Rewrite the listing lines starting at the line containing "knee pad -> box" and ending at the line containing "(678, 412), (700, 464)", requests included. Multiply each bounding-box coordinate in the answers by 2.55 and round it to a whole number, with halves rounded up, while keeping the requests and their sample output lines unchanged.

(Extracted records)
---------------

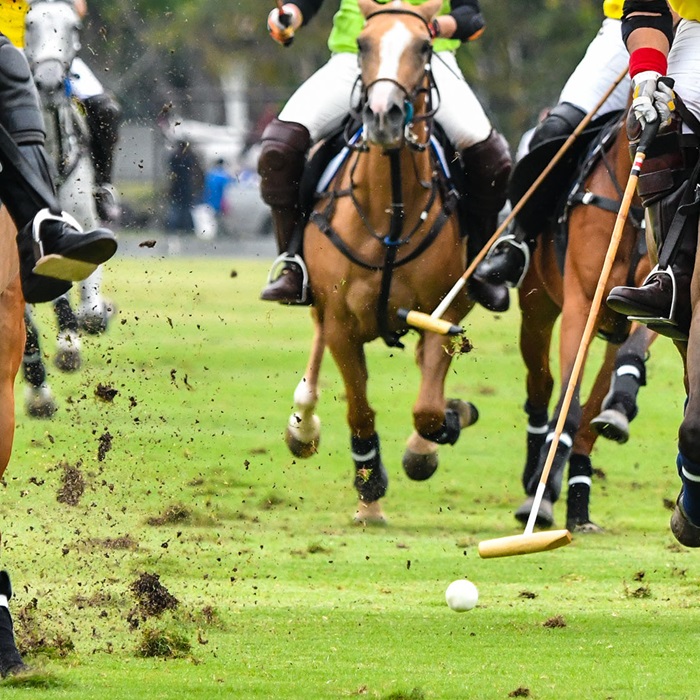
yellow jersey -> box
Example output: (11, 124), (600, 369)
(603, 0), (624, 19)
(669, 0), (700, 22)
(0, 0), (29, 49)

---------------

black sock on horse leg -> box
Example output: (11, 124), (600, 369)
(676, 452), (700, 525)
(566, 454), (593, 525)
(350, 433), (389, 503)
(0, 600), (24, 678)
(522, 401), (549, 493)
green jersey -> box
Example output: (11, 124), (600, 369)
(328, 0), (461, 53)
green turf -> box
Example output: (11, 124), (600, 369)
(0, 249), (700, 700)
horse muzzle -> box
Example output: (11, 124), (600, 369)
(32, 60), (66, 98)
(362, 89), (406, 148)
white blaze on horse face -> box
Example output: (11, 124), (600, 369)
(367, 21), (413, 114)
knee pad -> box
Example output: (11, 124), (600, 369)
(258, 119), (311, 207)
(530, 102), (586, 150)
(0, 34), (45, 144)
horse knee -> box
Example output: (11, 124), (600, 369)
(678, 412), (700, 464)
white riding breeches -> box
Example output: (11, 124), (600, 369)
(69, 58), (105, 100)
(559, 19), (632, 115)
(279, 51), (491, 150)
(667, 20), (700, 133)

---------------

Reply:
knee pad -> box
Example output: (11, 124), (600, 369)
(658, 303), (793, 528)
(1352, 260), (1494, 383)
(0, 87), (115, 367)
horse knee -> box
Example output: (11, 124), (600, 369)
(1729, 1051), (1785, 1183)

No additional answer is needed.